*Dataset entries*.

#####

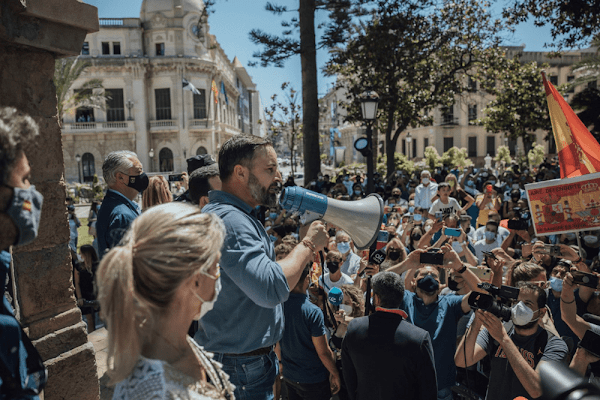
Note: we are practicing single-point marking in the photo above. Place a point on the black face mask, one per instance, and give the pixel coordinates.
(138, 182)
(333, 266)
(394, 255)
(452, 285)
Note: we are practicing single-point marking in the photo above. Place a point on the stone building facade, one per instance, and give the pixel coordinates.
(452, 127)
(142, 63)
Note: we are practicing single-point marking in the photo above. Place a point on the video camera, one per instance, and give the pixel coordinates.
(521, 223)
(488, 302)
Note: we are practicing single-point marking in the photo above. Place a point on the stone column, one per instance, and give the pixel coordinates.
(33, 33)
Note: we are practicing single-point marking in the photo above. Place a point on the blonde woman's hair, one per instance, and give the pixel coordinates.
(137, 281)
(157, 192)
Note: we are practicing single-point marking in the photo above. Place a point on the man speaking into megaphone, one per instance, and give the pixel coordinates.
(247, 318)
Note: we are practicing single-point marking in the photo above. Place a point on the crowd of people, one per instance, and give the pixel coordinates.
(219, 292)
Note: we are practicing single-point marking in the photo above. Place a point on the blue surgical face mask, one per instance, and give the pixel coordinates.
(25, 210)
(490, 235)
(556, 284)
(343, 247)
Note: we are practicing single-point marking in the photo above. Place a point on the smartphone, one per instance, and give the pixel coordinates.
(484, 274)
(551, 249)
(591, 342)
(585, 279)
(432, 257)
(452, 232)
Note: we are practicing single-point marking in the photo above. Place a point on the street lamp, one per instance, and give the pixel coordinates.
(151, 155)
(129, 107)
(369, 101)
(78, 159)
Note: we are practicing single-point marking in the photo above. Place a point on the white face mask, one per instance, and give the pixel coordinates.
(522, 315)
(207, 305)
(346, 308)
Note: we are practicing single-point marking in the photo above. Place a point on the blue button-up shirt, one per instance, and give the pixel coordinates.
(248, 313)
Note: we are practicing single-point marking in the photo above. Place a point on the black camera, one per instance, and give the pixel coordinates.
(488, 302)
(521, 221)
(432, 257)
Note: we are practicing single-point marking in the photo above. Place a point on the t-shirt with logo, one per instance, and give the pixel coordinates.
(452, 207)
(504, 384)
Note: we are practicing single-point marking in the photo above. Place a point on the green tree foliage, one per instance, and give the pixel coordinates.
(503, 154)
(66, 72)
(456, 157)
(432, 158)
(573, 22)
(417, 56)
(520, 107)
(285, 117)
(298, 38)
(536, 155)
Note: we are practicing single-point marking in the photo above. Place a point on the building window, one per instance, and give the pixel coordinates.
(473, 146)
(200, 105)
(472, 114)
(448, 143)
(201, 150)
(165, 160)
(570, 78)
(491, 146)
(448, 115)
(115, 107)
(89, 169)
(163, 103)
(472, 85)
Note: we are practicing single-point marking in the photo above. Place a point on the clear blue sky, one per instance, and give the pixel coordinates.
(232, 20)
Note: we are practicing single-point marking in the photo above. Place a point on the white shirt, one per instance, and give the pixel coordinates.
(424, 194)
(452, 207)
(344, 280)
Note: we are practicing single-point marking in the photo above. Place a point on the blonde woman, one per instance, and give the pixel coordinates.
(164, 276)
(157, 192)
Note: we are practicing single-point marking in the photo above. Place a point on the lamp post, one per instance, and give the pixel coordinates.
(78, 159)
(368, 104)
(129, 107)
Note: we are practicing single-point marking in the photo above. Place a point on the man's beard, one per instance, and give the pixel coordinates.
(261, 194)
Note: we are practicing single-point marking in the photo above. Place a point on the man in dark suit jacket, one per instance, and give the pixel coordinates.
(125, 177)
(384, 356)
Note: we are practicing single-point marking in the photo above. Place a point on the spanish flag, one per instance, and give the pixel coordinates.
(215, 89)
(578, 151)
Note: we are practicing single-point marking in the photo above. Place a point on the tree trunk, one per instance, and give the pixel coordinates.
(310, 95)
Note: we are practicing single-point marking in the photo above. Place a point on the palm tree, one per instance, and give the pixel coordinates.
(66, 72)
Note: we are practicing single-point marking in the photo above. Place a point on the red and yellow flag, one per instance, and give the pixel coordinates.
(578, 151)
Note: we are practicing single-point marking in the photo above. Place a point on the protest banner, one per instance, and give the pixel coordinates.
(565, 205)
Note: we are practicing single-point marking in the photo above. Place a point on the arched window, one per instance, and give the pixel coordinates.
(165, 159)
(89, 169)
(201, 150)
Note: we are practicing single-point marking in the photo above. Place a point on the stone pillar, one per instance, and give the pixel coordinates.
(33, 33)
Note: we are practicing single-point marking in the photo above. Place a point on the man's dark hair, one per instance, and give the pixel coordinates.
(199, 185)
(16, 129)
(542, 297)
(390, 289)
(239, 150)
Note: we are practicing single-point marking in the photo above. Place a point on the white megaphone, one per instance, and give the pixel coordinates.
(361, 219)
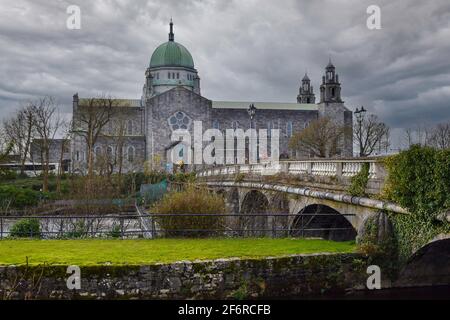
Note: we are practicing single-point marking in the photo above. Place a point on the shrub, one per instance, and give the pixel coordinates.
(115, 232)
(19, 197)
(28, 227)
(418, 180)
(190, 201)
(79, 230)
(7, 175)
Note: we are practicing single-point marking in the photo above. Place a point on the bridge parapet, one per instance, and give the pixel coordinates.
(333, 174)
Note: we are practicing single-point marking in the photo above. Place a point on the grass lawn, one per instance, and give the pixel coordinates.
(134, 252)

#####

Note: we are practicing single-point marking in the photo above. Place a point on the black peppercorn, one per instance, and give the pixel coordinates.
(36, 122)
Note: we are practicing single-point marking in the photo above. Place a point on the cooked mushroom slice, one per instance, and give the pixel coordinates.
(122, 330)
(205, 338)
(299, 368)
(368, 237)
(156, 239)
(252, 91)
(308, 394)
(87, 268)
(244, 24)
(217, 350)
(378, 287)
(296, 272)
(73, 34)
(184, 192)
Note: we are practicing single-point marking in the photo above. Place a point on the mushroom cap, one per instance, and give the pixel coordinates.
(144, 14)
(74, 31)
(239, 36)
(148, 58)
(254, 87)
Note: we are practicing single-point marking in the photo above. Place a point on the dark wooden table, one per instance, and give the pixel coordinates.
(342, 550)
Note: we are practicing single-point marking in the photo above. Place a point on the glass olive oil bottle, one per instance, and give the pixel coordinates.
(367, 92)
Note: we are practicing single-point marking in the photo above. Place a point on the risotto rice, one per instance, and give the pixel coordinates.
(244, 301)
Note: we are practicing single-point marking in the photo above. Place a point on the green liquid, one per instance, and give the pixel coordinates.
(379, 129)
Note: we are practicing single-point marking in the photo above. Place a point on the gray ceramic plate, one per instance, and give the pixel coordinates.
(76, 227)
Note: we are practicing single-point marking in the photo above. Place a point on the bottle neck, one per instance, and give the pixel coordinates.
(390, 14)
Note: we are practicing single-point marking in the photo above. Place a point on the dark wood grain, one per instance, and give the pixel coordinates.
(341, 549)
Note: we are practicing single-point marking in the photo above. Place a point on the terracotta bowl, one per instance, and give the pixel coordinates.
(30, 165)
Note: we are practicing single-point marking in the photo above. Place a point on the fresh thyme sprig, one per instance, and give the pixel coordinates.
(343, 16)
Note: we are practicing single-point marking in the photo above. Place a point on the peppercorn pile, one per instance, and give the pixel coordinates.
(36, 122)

#####

*Given exercise*.
Copy out every line of the material above that contains the word "building". Case counts.

*Written answer*.
Note: we are practicing single-point marking in the photo above. Place a point on the stone building facade, one per instance, and give the pixel coordinates.
Note: we are practicing single-point marking in the photo above. Place a point on the building window, one per instance, and give the pixel coordinates.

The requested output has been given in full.